(Stored dataset items)
§
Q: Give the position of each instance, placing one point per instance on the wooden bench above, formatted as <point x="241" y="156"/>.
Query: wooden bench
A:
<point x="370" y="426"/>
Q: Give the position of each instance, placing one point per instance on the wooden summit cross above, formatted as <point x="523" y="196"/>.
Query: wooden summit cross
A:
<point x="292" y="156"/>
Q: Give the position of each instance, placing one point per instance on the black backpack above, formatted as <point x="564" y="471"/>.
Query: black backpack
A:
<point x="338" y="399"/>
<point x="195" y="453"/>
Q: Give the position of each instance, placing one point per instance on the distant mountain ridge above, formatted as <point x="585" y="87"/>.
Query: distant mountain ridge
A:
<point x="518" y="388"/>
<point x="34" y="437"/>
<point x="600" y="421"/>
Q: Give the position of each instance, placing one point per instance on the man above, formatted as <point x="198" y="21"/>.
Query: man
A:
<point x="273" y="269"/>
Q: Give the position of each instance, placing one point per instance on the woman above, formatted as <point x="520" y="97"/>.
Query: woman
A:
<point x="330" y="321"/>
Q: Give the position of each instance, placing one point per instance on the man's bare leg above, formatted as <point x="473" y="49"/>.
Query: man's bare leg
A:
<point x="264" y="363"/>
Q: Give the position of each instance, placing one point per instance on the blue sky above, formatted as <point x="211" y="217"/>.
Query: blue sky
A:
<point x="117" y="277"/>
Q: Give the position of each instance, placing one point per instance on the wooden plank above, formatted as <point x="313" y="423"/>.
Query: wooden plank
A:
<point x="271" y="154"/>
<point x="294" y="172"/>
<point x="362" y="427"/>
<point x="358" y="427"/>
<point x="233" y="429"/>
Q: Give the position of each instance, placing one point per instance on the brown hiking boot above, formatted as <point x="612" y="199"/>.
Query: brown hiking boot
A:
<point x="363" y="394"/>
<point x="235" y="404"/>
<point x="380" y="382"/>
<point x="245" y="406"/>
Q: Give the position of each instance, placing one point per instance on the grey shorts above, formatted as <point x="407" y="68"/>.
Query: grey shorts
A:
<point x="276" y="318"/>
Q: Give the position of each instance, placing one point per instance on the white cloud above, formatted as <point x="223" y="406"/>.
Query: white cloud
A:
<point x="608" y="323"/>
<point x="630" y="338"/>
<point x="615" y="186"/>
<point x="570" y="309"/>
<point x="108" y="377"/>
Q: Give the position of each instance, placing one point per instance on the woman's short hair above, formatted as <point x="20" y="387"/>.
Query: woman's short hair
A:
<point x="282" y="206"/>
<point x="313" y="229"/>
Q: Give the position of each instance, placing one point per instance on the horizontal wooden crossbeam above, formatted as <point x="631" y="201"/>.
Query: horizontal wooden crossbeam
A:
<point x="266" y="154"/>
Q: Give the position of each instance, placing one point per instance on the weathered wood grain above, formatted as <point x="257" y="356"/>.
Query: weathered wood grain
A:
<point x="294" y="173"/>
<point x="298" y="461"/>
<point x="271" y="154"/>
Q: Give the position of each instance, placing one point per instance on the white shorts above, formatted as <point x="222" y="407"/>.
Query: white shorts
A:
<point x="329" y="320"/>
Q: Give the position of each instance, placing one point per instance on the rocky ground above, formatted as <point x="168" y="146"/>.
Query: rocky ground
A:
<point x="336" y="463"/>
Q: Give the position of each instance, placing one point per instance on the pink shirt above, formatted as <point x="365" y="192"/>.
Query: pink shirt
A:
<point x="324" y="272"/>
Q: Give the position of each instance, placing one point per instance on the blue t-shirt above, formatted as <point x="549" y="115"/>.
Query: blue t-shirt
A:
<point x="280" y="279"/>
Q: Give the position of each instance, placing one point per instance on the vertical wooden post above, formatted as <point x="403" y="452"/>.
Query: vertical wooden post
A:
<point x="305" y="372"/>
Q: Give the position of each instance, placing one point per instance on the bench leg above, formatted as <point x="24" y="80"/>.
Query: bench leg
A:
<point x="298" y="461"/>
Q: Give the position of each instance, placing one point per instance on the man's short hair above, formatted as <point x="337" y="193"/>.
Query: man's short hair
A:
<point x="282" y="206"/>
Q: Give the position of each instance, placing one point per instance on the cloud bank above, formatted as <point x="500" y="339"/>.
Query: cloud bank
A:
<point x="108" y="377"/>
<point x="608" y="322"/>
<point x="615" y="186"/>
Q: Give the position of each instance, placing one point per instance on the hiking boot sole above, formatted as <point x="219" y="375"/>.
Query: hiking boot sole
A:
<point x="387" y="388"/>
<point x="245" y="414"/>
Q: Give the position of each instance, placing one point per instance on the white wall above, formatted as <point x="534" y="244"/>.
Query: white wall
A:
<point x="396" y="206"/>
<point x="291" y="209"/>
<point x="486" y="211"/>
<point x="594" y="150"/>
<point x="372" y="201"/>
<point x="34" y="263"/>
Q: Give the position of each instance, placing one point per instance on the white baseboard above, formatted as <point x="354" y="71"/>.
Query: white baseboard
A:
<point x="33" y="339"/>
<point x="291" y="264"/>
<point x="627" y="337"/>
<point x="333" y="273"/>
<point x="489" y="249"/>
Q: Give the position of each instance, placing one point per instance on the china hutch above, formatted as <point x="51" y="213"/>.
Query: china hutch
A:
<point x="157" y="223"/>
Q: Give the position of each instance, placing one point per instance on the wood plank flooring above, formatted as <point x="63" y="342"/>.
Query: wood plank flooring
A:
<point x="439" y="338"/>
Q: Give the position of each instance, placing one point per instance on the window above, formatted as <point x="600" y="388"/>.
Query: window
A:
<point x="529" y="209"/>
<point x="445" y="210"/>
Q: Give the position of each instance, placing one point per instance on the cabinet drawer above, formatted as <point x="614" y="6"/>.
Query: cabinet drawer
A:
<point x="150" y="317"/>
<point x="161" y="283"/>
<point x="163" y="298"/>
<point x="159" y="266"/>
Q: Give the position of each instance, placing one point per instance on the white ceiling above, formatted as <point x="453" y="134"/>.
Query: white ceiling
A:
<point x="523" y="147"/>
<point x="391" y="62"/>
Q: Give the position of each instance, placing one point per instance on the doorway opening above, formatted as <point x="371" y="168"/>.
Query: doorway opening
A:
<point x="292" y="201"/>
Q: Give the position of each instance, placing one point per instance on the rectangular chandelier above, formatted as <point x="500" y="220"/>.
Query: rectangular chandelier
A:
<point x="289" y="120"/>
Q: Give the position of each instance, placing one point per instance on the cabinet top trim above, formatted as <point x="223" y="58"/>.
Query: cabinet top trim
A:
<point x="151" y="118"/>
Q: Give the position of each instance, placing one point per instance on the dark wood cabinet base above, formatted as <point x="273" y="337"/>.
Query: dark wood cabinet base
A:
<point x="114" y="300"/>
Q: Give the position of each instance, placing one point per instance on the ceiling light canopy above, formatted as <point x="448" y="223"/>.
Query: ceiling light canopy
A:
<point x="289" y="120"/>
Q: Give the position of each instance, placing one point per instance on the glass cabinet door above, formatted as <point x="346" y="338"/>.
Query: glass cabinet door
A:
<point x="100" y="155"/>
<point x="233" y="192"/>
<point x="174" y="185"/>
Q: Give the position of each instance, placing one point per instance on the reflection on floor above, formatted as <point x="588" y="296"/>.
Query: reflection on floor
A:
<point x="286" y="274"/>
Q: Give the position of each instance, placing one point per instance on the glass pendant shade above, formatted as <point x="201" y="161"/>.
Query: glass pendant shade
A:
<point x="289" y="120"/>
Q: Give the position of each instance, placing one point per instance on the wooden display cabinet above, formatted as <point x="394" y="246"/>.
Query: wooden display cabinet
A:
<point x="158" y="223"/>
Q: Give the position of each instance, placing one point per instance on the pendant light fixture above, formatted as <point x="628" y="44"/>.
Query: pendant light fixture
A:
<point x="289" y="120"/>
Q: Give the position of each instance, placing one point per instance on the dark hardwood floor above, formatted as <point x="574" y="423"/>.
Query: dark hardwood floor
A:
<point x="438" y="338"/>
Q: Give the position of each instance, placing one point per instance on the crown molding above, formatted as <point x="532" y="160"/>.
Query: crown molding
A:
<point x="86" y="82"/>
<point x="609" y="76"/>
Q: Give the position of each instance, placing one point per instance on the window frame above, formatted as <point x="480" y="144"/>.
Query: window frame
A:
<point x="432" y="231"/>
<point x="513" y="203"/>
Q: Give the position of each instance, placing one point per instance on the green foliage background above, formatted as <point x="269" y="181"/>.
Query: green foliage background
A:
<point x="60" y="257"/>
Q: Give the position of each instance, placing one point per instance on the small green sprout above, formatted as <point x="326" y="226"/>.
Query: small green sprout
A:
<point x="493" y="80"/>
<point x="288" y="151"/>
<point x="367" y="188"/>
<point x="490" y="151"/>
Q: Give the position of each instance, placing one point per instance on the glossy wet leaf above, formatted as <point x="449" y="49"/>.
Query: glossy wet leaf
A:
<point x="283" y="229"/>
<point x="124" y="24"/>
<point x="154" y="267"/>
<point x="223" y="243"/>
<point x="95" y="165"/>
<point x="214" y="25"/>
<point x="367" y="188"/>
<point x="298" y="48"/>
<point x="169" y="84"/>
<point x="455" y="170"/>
§
== Aim of the exercise ==
Your task is to repeat the records exactly. Begin at their first line and stop after the line containing "Query: distant mountain ridge".

== Task result ==
Q: Give the position of each instance, placing one point per instance on the wooden bench above, formatted as <point x="241" y="156"/>.
Query: wooden bench
A:
<point x="370" y="426"/>
Q: Give the position of each instance, placing one point per instance on the wooden summit cross above, formatted as <point x="523" y="196"/>.
Query: wooden summit cross
A:
<point x="292" y="156"/>
Q: Give the position of each instance, placing one point per instance on the black backpack above, formatted as <point x="564" y="471"/>.
Query: black backpack
A:
<point x="338" y="399"/>
<point x="195" y="453"/>
Q: Give the position of each instance, placing one point per instance on the distant mountain ridge above, formatted as <point x="585" y="87"/>.
Query: distant mountain ridge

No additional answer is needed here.